INPUT MATERIAL:
===============

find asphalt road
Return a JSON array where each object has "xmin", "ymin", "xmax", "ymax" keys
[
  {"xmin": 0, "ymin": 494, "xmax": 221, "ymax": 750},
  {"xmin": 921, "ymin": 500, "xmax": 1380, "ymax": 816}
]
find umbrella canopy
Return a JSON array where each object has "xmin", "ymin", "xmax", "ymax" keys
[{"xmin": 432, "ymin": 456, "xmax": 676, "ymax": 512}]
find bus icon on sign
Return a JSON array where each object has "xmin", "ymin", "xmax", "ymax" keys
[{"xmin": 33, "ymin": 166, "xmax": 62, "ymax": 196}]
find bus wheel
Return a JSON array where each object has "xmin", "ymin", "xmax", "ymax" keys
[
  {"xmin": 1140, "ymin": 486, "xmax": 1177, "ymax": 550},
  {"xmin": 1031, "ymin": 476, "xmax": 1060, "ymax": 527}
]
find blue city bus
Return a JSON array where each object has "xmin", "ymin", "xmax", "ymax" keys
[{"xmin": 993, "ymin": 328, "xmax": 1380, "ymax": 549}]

===============

DIRECTIONS FOR THIS TASK: Repeat all of the material above word for word.

TASK RESULT:
find asphalt road
Return a JSON array where each object has "xmin", "ymin", "xmax", "ymax" keys
[
  {"xmin": 0, "ymin": 494, "xmax": 221, "ymax": 750},
  {"xmin": 921, "ymin": 500, "xmax": 1380, "ymax": 816}
]
find umbrella canopy
Return a JSON array where each object has "xmin", "ymin", "xmax", "ymax" keys
[{"xmin": 432, "ymin": 456, "xmax": 676, "ymax": 512}]
find bus icon on sign
Return a JSON array where each object has "xmin", "ymin", "xmax", "ymax" keys
[{"xmin": 33, "ymin": 166, "xmax": 62, "ymax": 196}]
find bus wheel
Return a JSON array where each object has "xmin", "ymin", "xmax", "ymax" keys
[
  {"xmin": 1140, "ymin": 486, "xmax": 1177, "ymax": 550},
  {"xmin": 1031, "ymin": 476, "xmax": 1060, "ymax": 527}
]
find blue city bus
Return a JSON array where each object has "xmin", "ymin", "xmax", "ymax" keys
[{"xmin": 993, "ymin": 328, "xmax": 1380, "ymax": 549}]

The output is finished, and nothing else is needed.